▶ _DIRECTIVE_
Reproduce every line of the listing below without any changes.

Region annotation entries
--- Start ---
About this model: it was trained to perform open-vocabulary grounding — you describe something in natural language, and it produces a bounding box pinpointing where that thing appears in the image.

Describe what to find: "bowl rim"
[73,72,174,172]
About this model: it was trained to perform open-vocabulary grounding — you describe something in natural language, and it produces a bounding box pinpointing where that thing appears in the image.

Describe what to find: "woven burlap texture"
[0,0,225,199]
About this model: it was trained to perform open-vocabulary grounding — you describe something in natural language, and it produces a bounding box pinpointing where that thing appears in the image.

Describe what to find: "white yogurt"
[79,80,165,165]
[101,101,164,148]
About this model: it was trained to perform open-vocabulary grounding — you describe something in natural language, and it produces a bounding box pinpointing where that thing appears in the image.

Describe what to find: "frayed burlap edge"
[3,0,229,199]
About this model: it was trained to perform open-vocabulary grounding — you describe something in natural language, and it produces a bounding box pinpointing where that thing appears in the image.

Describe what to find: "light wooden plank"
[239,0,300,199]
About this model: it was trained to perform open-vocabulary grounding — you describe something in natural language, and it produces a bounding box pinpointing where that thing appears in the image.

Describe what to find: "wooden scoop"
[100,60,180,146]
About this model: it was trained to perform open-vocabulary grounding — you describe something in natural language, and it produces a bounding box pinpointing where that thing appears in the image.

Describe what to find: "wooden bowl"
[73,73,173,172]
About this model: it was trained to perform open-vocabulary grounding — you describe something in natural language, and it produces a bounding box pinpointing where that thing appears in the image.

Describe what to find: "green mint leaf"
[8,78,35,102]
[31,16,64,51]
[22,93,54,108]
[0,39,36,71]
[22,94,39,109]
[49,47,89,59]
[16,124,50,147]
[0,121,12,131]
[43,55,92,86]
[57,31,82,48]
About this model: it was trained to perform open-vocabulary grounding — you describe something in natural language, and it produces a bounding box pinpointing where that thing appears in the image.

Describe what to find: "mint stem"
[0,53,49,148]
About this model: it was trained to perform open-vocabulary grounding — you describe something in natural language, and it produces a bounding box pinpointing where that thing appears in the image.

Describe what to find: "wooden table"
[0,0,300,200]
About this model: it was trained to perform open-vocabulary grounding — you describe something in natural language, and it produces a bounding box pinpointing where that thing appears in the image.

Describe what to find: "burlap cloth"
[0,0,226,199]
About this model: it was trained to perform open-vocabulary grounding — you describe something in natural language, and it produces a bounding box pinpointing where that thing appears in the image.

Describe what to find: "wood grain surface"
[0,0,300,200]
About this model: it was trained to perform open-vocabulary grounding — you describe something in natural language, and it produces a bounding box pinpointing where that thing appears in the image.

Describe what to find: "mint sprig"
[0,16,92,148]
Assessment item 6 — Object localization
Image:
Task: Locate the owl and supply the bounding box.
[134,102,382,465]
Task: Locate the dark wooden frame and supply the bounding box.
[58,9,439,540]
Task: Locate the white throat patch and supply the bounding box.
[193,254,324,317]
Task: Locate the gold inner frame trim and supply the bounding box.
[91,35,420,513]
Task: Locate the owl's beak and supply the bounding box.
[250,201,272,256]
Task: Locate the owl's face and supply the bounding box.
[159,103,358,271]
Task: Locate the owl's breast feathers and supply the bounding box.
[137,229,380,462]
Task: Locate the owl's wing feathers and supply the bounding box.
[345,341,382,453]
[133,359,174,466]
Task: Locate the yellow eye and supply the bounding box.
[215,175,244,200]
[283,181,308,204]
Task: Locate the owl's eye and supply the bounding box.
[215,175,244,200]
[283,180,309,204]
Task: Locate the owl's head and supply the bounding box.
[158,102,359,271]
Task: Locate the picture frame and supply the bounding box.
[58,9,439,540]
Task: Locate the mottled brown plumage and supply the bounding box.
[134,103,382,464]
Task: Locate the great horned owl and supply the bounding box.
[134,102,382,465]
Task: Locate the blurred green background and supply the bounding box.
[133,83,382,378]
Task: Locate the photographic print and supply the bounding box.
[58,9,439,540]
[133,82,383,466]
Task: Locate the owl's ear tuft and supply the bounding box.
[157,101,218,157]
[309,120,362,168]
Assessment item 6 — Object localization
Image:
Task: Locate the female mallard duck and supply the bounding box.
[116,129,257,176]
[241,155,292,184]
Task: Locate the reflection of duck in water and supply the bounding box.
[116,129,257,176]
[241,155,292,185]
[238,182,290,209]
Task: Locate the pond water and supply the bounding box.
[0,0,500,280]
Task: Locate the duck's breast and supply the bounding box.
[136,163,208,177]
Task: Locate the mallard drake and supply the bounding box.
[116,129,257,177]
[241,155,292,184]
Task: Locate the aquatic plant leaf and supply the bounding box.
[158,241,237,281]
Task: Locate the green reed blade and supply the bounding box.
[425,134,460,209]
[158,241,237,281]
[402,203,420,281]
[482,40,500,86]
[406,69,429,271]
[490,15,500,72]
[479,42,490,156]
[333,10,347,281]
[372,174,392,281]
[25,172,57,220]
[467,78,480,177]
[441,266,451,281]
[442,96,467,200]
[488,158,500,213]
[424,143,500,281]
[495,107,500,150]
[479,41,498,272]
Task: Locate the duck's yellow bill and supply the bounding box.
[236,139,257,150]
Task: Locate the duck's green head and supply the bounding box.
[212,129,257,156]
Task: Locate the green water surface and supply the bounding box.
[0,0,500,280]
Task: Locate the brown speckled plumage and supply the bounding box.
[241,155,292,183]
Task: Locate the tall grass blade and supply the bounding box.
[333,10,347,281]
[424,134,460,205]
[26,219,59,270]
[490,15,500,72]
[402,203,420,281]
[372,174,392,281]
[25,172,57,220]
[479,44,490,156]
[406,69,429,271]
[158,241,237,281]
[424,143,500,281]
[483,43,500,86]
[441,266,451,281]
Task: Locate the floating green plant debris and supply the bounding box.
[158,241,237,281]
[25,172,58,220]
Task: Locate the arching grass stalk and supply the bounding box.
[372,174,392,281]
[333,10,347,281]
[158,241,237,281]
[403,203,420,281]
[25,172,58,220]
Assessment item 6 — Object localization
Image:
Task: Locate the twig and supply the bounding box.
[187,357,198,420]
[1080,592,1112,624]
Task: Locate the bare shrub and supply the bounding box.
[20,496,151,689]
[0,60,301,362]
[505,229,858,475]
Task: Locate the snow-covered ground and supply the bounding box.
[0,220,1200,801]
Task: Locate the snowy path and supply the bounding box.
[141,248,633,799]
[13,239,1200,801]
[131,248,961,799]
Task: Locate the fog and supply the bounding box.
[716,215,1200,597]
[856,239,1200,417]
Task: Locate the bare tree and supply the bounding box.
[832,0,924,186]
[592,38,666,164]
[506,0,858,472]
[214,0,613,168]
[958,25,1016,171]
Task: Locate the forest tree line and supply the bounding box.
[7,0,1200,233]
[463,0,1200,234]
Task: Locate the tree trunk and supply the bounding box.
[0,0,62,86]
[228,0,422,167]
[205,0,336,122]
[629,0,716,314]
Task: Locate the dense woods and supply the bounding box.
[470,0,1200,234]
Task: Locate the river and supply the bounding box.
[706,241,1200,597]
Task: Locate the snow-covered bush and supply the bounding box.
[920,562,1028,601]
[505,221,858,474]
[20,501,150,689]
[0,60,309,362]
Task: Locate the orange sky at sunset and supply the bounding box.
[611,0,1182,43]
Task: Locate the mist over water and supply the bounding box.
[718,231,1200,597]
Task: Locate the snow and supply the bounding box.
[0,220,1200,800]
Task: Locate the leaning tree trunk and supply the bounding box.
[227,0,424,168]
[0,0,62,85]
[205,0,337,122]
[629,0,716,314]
--- End ---
▶ _THE COMPLETED TASK_
About this model: it was trained to perform open-vocabulary grounding — you describe something in natural language, and it produces a bounding box pinpointing where that thing appears in the image.

Describe what to find: "bowl rim"
[73,72,174,172]
About this model: it was trained to perform open-vocabulary grounding — you describe something in natural language, and it produces a bounding box pinpointing where that thing appears in the image.

Describe what to find: "woven burlap texture"
[0,0,225,199]
About this model: it was trained to perform open-vocabulary grounding — you describe something in natural language, and it produces a bounding box pinpointing where that thing appears in the image.

Describe what to find: "white yogurt"
[79,80,165,165]
[101,101,164,148]
About this model: it was trained to perform open-vocabulary grounding — you describe something in natural language, and it produces a bounding box pinpointing where that thing appears in the image.

Describe what to find: "frayed burlap edge"
[3,0,229,199]
About this model: it was trained to perform open-vocabulary grounding — you describe something in natural language, and it produces a bounding box pinpointing where that thing appears in the image.

Describe what to find: "light wooden plank"
[239,0,300,199]
About this model: it was trained to perform open-vocabulary grounding — you describe something in natural language, and it produces a bounding box pinpointing where that thing appears in the image.

Describe what to find: "wooden scoop"
[100,60,180,146]
About this model: it was trained to perform open-vocabulary grounding — you describe something in natural language, and it produces a bounding box pinpointing where that thing appears in the image.

Describe what to find: "wooden bowl"
[73,73,173,172]
About this model: it was trained to perform open-vocabulary grounding — you describe something in natural language, and it produces a bounding box pinpointing where that thing appears in the image.

Describe what to find: "green mint leaf"
[8,78,35,102]
[31,16,64,51]
[22,93,54,108]
[0,39,36,71]
[22,94,39,109]
[49,47,89,59]
[16,124,50,147]
[0,121,12,131]
[43,55,92,86]
[57,31,82,48]
About this model: it was trained to perform open-vocabulary grounding — you describe something in natural language, and it produces a bounding box pinpointing where that thing appears in the image.

Describe what to find: "mint stem"
[0,53,49,148]
About this model: it was trained to perform open-vocabulary grounding — you describe something in natural language, and it produces a bounding box pinpointing where that thing appears in the image.

Describe what to find: "wooden table"
[0,0,300,200]
About this model: it was trained to perform open-vocabulary grounding — you describe something in natural language, and it produces a bounding box pinpointing where that thing appears in the image.

Describe what to find: "burlap cloth"
[0,0,226,199]
About this model: it was trained to perform open-vocabulary grounding — you describe something in natural language, and it produces a bounding box pinpointing where that thing appears in the image.

Describe what to find: "wood grain surface"
[0,0,300,200]
About this model: it was trained to perform open-vocabulary grounding — you describe something in natural language, and it produces a bounding box pinpointing where that thing appears in the image.

Describe what to find: "mint sprig"
[0,16,92,148]
Assessment item 6 — Object localization
Image:
Task: Locate the owl and supply the bounding box.
[134,102,382,465]
Task: Locate the dark wooden frame and supply the bounding box.
[58,9,439,540]
Task: Locate the white throat patch and supply the bounding box.
[193,254,324,317]
Task: Locate the gold inner frame trim and supply the bounding box.
[91,35,420,513]
Task: Locate the owl's beak and supply the bounding box.
[250,201,272,256]
Task: Locate the owl's face and supply the bounding box.
[159,103,358,271]
Task: Locate the owl's breast feathers and supply the bounding box.
[137,229,380,462]
Task: Locate the owl's wing feathers and supply the bounding box.
[345,341,382,453]
[133,359,174,466]
Task: Locate the yellow eye and supply the bounding box.
[215,175,244,200]
[283,181,308,204]
Task: Locate the owl's eye and supply the bounding box.
[215,175,244,200]
[283,180,309,204]
Task: Locate the owl's head and supply the bounding box.
[158,102,359,271]
Task: Locate the picture frame and supply the bounding box.
[58,9,439,540]
Task: Locate the mottled brown plumage and supply the bounding box.
[134,103,382,464]
Task: Locate the great horned owl and supply the bounding box.
[134,102,382,465]
Task: Locate the blurred green background and supply the bounding box.
[133,83,382,378]
Task: Locate the photographic print and supply the bounding box.
[58,9,439,540]
[133,82,383,466]
Task: Locate the owl's ear tuft and supply the bounding box.
[157,101,218,157]
[309,120,362,168]
Assessment item 6 — Object localization
Image:
Task: Locate the female mallard duck and supply the bounding box.
[116,129,257,176]
[241,155,292,184]
Task: Locate the reflection of duck in water and supply the bounding box.
[116,129,257,176]
[241,155,292,185]
[238,182,290,209]
Task: Locate the pond water and supply the bounding box.
[0,0,500,280]
Task: Locate the duck's breast and supply the bounding box.
[136,163,208,177]
Task: Locate the mallard drake and supply the bounding box.
[116,129,257,177]
[241,155,292,184]
Task: Locate the aquatic plant leaf and supply the bounding box.
[158,241,237,281]
Task: Locate the green reed blade and supply the bounding box.
[425,134,460,209]
[158,241,237,281]
[402,203,420,281]
[482,40,500,86]
[406,69,429,271]
[490,15,500,72]
[479,42,490,156]
[333,10,347,281]
[372,174,392,281]
[25,172,57,220]
[467,78,480,177]
[441,266,451,281]
[442,96,467,200]
[488,158,500,213]
[424,143,500,281]
[495,107,500,150]
[479,41,498,272]
Task: Locate the duck's yellow bill and supply the bounding box.
[236,139,257,150]
Task: Locate the duck's green head and supply the bounding box.
[212,129,257,156]
Task: Locate the green water surface and supply the bounding box.
[0,0,500,280]
Task: Locate the brown speckled plumage and supply the bounding box.
[241,155,292,183]
Task: Locate the tall grass blade and supply the bounding box.
[333,10,347,281]
[424,134,460,205]
[26,219,59,270]
[490,15,500,72]
[402,203,420,281]
[372,174,392,281]
[25,172,57,220]
[479,44,490,156]
[406,69,429,271]
[158,241,237,281]
[424,143,500,281]
[483,43,500,86]
[441,266,451,281]
Task: Locate the floating green plant debris and supply the bounding box.
[158,241,237,281]
[25,172,58,220]
Task: Locate the arching grass stalk and supply the bounding box.
[372,174,392,281]
[333,10,347,281]
[158,241,237,281]
[403,203,420,281]
[25,172,58,220]
Assessment item 6 — Object localization
Image:
Task: Locate the twig and supply the bounding box.
[187,357,198,420]
[1080,592,1112,624]
Task: Locate the bare shrub and supply the bounding box.
[20,496,151,689]
[0,60,301,362]
[505,229,858,475]
Task: Locate the snow-covered ground and supply the bounding box.
[0,220,1200,801]
Task: Locate the snowy path and supply the bounding box.
[141,248,633,799]
[13,239,1200,801]
[131,248,961,799]
Task: Locate the fog and supply the bounding box.
[716,215,1200,597]
[856,239,1200,417]
Task: Locate the bare tree and supply the bounding box.
[832,0,924,186]
[592,38,666,164]
[506,0,858,472]
[214,0,613,168]
[958,25,1016,171]
Task: Locate the forest tree line and supply the bounding box.
[7,0,1200,233]
[463,0,1200,234]
Task: Locate the tree trunk and supply the bounding box.
[0,0,62,86]
[228,0,422,167]
[205,0,336,122]
[629,0,716,314]
Task: Locate the dense woods and supply the bounding box.
[470,0,1200,234]
Task: Locate the river and supply the bounding box.
[706,241,1200,597]
Task: Locate the snow-covered bush and supply the bounding box.
[920,562,1028,601]
[505,221,858,474]
[20,501,150,689]
[0,60,309,362]
Task: Locate the orange sky at sunset and supply the bounding box.
[611,0,1182,43]
Task: Locate the mist over water and supply the bounding box.
[718,231,1200,597]
Task: Locate the snow and supply the bounding box.
[0,220,1200,800]
Task: Locate the leaning tree trunk and supply the bounding box.
[227,0,424,168]
[0,0,62,85]
[205,0,337,122]
[629,0,716,314]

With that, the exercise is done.